╭─ SUPPLIED RECORDS
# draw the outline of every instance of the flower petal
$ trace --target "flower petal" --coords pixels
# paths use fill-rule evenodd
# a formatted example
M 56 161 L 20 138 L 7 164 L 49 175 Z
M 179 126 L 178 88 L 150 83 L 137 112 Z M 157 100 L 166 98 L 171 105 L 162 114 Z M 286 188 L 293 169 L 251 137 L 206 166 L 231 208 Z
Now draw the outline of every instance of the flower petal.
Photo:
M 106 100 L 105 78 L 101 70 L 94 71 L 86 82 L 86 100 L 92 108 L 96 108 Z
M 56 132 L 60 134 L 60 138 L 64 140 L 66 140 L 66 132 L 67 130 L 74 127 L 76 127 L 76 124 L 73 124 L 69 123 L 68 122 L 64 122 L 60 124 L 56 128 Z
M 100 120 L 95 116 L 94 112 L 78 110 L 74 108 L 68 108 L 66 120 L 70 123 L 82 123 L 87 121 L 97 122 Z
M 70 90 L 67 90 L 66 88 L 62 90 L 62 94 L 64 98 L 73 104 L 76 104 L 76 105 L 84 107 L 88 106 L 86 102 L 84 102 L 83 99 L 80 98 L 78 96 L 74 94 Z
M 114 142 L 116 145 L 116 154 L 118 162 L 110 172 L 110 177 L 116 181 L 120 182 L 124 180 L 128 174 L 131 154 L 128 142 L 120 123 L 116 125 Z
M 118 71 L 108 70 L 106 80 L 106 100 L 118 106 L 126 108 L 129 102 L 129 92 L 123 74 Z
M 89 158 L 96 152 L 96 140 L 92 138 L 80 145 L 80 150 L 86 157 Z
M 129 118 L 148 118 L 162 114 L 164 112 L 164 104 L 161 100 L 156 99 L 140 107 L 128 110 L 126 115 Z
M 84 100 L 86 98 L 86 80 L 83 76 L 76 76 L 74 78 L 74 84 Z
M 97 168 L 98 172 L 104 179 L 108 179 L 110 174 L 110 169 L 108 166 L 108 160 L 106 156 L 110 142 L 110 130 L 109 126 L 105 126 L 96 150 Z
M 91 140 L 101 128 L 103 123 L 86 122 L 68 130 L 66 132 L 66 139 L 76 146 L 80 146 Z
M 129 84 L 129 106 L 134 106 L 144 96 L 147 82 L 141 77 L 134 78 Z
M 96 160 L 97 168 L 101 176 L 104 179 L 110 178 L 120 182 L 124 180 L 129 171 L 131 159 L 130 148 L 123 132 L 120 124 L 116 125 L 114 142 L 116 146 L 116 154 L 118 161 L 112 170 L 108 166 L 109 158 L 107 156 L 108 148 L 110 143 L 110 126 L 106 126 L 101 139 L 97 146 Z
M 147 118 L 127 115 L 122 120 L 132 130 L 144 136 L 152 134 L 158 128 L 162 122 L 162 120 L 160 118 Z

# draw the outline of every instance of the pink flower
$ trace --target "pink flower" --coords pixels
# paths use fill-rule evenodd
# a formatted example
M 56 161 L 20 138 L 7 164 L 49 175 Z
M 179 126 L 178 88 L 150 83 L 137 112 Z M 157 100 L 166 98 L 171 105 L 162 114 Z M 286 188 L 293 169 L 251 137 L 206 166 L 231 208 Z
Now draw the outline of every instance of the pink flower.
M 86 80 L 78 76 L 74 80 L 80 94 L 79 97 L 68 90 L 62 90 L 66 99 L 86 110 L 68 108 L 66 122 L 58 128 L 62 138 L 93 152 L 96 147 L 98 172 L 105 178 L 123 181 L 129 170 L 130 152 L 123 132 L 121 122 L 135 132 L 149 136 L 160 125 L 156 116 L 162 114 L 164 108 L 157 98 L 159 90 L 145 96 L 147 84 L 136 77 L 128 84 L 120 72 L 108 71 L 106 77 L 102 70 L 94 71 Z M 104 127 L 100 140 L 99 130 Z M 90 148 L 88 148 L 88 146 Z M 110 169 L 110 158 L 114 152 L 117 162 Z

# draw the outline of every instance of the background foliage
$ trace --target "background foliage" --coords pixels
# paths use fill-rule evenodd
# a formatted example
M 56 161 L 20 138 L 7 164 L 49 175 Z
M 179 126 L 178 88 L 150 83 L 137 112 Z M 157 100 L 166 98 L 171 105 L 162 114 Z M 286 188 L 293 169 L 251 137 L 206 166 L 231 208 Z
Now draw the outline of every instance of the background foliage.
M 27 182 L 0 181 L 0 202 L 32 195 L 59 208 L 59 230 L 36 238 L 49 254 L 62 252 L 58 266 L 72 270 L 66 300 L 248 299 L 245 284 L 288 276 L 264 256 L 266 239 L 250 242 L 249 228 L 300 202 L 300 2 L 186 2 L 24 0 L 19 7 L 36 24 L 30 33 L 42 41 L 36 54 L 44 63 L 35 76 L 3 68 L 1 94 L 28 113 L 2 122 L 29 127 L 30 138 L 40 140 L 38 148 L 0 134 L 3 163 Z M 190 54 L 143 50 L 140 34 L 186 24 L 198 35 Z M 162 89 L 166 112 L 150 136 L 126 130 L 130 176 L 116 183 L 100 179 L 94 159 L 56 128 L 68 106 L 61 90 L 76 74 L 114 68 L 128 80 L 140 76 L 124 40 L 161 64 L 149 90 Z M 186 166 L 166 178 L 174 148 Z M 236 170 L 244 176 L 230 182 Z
╰─
╭─ SUPPLIED RECORDS
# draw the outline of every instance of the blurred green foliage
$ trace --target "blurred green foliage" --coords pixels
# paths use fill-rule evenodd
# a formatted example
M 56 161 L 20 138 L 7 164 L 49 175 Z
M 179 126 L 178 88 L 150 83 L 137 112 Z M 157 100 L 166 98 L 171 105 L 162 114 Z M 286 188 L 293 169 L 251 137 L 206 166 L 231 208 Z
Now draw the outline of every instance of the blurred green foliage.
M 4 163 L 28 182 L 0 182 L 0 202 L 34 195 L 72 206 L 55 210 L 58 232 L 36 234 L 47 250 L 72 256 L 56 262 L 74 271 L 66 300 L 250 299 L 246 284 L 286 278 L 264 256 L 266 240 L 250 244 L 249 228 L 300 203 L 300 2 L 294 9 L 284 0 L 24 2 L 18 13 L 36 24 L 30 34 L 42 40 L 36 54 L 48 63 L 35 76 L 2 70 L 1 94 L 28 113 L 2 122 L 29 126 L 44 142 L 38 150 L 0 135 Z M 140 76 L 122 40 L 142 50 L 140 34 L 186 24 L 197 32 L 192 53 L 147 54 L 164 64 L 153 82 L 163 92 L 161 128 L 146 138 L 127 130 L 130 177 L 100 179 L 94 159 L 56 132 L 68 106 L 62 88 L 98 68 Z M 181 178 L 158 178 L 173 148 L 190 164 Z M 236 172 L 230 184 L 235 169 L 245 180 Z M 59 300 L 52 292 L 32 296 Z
╰─
Copy out the rows above between the line holding "# draw the outline of every instance of the background" and the line holding "Now draw the outline of every instance of the background", inclusive, with every character kept the same.

> _WORKED SOLUTION_:
# draw the outline of every instance of the background foliage
$ trace --target "background foliage" --coords pixels
# paths use fill-rule evenodd
# a formatted example
M 56 161 L 20 138 L 7 164 L 49 175 Z
M 179 126 L 178 88 L 150 83 L 137 112 Z M 157 100 L 166 98 L 171 105 L 162 114 Z M 286 188 L 293 169 L 251 137 L 206 166 L 231 208 Z
Now draw the outline of every instance of the background foliage.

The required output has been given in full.